*Aim of the task*
Count the lines in the records below that contain the string "island", treating uppercase and lowercase as distinct. Reply with only the number.

*Recorded data*
────────────────────────────────────────

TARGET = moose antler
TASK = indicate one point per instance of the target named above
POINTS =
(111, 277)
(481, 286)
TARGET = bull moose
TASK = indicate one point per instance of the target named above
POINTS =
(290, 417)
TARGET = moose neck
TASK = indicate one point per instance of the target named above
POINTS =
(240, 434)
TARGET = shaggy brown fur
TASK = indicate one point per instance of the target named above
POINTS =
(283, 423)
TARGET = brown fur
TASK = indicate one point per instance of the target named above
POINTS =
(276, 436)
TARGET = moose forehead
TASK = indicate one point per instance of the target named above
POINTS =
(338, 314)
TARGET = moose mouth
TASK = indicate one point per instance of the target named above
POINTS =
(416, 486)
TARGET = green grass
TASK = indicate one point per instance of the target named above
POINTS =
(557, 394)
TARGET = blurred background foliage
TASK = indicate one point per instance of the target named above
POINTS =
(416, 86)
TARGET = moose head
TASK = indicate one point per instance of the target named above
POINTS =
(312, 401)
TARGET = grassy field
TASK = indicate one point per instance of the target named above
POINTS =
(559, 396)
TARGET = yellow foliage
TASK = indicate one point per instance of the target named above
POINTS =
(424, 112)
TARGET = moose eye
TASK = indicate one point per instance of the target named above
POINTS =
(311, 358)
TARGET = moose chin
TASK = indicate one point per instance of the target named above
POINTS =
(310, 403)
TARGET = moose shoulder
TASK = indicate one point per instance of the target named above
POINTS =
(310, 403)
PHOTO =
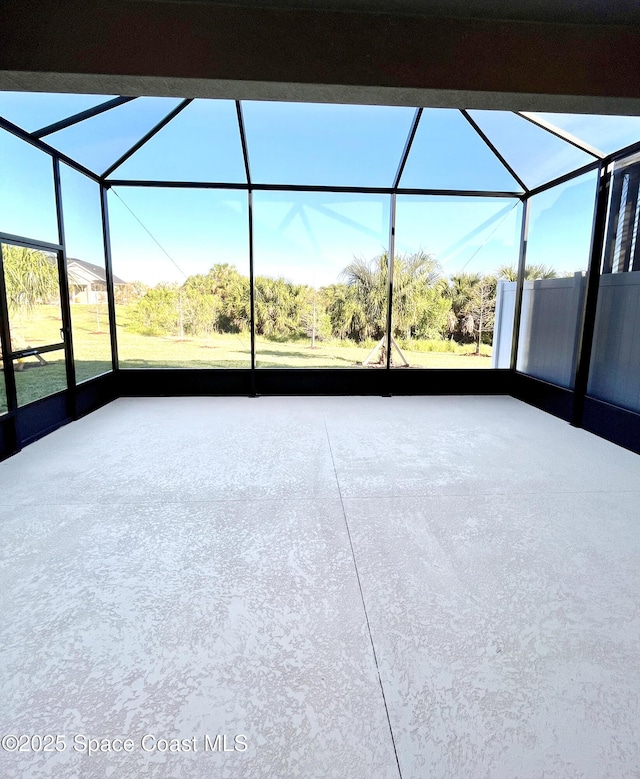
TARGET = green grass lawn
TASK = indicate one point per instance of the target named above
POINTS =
(92, 352)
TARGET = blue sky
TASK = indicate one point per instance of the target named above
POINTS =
(304, 237)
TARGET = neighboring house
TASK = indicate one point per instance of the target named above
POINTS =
(87, 282)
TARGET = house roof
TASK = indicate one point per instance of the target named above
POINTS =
(81, 272)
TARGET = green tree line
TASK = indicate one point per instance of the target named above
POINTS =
(427, 305)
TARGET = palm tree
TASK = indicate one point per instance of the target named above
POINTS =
(414, 276)
(531, 272)
(31, 278)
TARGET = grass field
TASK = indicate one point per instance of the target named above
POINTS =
(92, 352)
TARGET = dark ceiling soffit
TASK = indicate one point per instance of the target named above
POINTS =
(25, 136)
(485, 138)
(407, 147)
(559, 133)
(80, 117)
(133, 38)
(156, 129)
(243, 141)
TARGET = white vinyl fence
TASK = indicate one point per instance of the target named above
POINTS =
(549, 326)
(615, 358)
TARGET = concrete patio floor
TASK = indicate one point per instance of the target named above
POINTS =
(358, 588)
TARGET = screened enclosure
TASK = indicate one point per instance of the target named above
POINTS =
(155, 245)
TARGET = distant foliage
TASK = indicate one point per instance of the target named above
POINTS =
(31, 277)
(428, 308)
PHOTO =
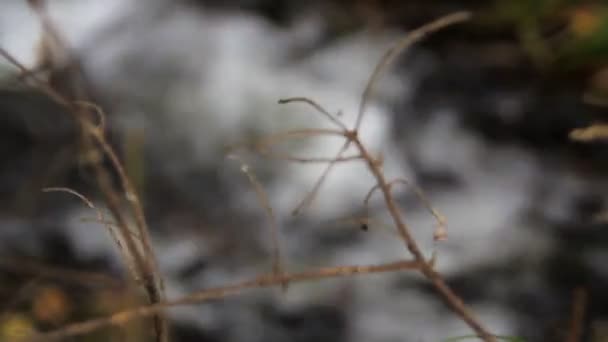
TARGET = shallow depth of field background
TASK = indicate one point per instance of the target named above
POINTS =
(478, 115)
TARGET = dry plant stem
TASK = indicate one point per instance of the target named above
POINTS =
(388, 58)
(100, 219)
(277, 265)
(425, 267)
(318, 107)
(123, 317)
(146, 269)
(579, 305)
(44, 271)
(313, 193)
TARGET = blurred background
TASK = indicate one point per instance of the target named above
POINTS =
(478, 115)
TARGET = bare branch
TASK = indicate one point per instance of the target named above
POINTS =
(277, 265)
(389, 57)
(123, 317)
(313, 193)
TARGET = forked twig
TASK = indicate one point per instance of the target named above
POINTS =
(440, 233)
(310, 196)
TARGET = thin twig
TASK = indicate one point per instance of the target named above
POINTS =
(577, 320)
(123, 317)
(316, 106)
(277, 264)
(313, 193)
(389, 57)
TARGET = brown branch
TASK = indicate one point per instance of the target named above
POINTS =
(577, 320)
(123, 317)
(390, 56)
(277, 264)
(145, 266)
(316, 106)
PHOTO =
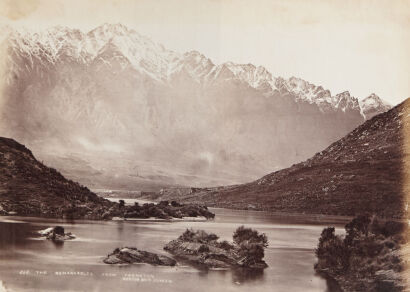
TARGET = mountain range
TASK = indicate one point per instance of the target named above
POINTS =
(113, 109)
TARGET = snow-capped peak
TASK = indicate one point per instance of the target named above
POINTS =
(372, 105)
(117, 43)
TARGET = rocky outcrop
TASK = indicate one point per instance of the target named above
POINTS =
(29, 188)
(203, 249)
(130, 255)
(56, 234)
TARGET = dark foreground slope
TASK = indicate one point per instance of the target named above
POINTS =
(29, 188)
(364, 171)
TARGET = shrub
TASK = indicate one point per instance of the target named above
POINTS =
(243, 234)
(250, 244)
(198, 236)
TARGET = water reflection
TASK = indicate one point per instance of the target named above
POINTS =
(290, 255)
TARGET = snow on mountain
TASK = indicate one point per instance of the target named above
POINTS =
(373, 105)
(112, 89)
(132, 49)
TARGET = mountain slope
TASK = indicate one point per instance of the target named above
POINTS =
(365, 171)
(29, 188)
(174, 118)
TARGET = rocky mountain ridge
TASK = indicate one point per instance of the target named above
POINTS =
(158, 117)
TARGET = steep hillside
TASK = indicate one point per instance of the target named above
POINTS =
(29, 188)
(157, 116)
(366, 171)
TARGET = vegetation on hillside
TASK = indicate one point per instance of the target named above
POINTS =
(367, 258)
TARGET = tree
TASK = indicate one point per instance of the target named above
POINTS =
(250, 245)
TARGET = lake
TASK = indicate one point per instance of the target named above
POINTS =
(29, 263)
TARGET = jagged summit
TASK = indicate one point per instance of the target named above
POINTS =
(372, 105)
(112, 90)
(153, 59)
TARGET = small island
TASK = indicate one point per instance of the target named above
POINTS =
(162, 210)
(205, 250)
(131, 255)
(56, 234)
(368, 258)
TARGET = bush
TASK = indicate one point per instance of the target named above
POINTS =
(198, 236)
(250, 244)
(249, 235)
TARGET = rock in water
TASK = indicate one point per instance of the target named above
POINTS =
(56, 234)
(130, 255)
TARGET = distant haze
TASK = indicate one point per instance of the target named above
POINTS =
(357, 45)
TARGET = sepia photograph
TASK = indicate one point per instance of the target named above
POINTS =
(205, 145)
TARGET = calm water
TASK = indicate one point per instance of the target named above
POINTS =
(28, 263)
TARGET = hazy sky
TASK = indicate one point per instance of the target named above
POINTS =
(361, 45)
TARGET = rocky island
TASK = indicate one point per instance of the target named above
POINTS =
(56, 234)
(162, 210)
(203, 249)
(371, 257)
(130, 255)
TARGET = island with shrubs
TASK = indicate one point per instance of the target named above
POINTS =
(161, 210)
(203, 250)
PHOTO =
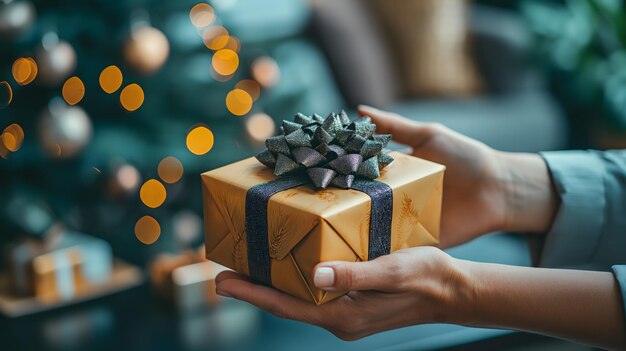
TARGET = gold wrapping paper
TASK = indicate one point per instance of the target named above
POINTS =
(307, 226)
(48, 284)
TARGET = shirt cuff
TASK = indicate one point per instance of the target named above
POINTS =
(620, 276)
(578, 177)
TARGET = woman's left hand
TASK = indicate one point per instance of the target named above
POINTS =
(411, 286)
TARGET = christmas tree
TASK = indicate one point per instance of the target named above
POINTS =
(116, 152)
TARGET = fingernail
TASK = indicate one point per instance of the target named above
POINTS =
(324, 277)
(222, 293)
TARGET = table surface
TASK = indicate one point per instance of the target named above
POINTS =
(139, 320)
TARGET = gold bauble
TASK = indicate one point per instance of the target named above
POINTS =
(147, 49)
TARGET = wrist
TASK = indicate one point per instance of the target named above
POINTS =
(458, 305)
(530, 201)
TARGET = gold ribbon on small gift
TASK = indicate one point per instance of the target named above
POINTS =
(331, 151)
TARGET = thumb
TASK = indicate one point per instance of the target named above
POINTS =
(337, 275)
(402, 129)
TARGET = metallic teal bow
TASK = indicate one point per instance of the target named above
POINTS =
(331, 151)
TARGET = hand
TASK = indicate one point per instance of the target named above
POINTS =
(474, 200)
(411, 286)
(484, 189)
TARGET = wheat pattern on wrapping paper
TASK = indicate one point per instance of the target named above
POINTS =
(407, 213)
(237, 252)
(280, 236)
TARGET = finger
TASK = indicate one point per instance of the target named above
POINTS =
(370, 275)
(271, 300)
(402, 129)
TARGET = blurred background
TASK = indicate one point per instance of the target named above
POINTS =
(110, 110)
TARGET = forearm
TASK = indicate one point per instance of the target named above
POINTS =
(579, 305)
(530, 197)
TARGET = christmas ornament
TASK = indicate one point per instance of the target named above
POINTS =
(16, 17)
(56, 59)
(64, 130)
(147, 49)
(330, 151)
(124, 179)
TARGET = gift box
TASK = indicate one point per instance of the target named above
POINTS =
(58, 268)
(186, 279)
(276, 223)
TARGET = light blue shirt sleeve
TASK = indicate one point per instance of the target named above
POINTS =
(589, 230)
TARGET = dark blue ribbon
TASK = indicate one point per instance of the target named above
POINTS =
(257, 198)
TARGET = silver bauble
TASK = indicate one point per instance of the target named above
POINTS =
(64, 130)
(16, 17)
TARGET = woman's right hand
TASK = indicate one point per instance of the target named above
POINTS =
(484, 189)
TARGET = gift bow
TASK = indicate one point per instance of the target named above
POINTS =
(331, 150)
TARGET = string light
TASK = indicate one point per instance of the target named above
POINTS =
(238, 102)
(132, 97)
(215, 37)
(147, 230)
(199, 140)
(225, 62)
(201, 15)
(12, 137)
(24, 70)
(152, 193)
(170, 169)
(111, 79)
(6, 94)
(251, 87)
(73, 90)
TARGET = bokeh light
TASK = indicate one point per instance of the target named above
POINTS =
(73, 90)
(259, 127)
(251, 87)
(233, 44)
(147, 230)
(218, 77)
(132, 97)
(6, 94)
(111, 79)
(201, 15)
(215, 37)
(200, 140)
(225, 62)
(265, 70)
(152, 193)
(238, 102)
(170, 169)
(24, 70)
(12, 137)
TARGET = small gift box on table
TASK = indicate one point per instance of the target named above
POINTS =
(187, 279)
(60, 268)
(275, 225)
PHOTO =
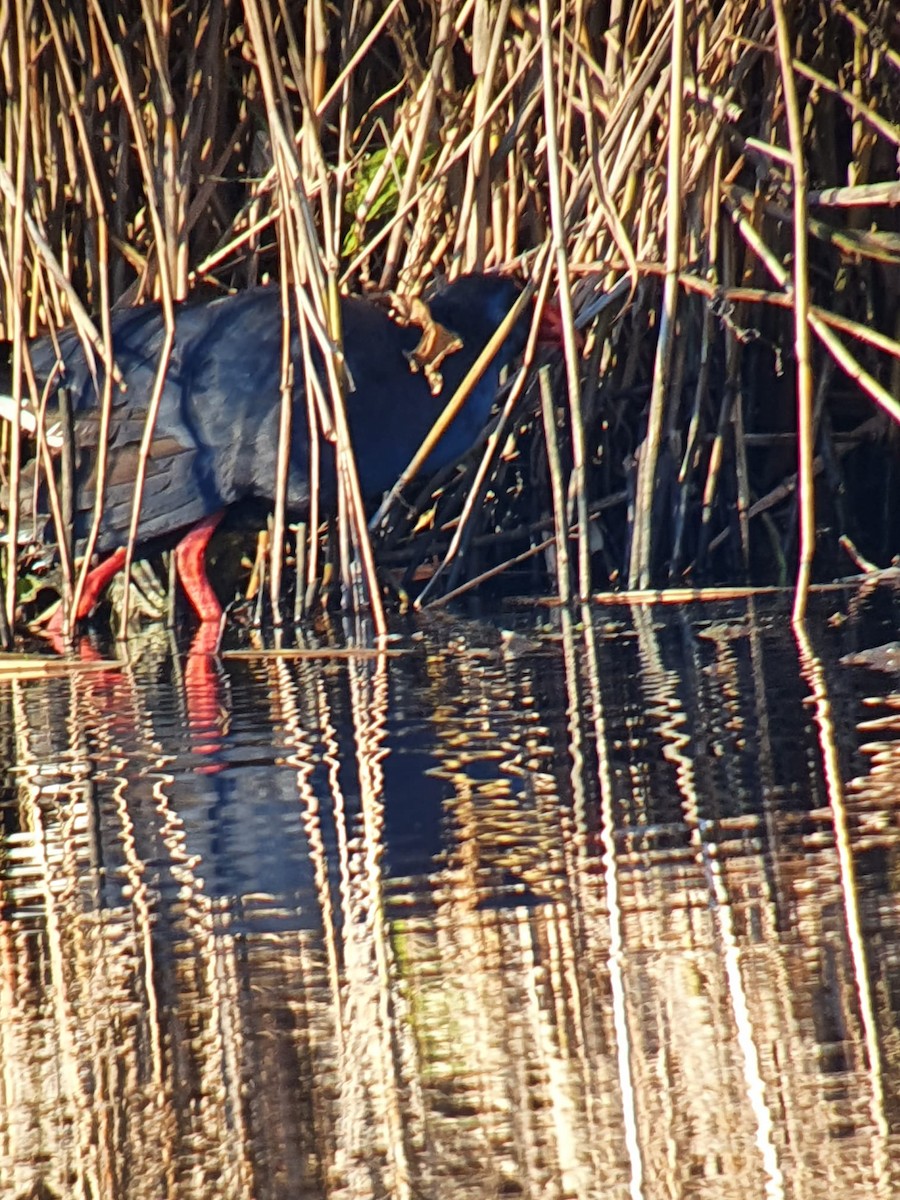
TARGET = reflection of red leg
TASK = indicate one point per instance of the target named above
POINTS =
(192, 571)
(94, 585)
(203, 691)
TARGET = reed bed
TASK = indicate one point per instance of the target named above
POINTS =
(709, 191)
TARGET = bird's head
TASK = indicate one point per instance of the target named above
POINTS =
(473, 306)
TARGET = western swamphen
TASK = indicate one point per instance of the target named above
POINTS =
(216, 435)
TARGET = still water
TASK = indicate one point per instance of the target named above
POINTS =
(606, 909)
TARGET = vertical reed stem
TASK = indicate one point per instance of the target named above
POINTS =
(805, 432)
(642, 544)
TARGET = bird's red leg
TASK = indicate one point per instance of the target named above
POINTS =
(190, 555)
(94, 585)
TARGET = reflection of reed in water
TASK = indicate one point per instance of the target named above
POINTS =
(613, 961)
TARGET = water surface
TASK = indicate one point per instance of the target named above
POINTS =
(605, 909)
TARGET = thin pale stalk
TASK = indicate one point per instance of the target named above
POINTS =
(143, 150)
(641, 564)
(564, 583)
(557, 215)
(805, 431)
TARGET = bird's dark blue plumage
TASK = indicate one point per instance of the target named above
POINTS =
(216, 435)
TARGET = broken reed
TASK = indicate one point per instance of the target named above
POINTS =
(149, 150)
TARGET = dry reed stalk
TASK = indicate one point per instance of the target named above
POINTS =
(805, 430)
(496, 143)
(564, 586)
(640, 565)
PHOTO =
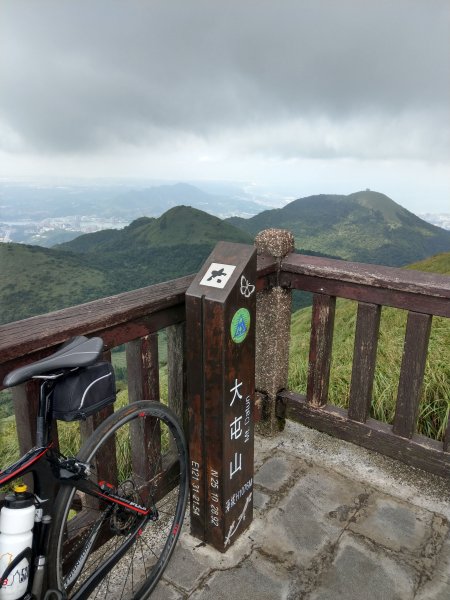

────────────────────────────────────────

*Solution to the problem*
3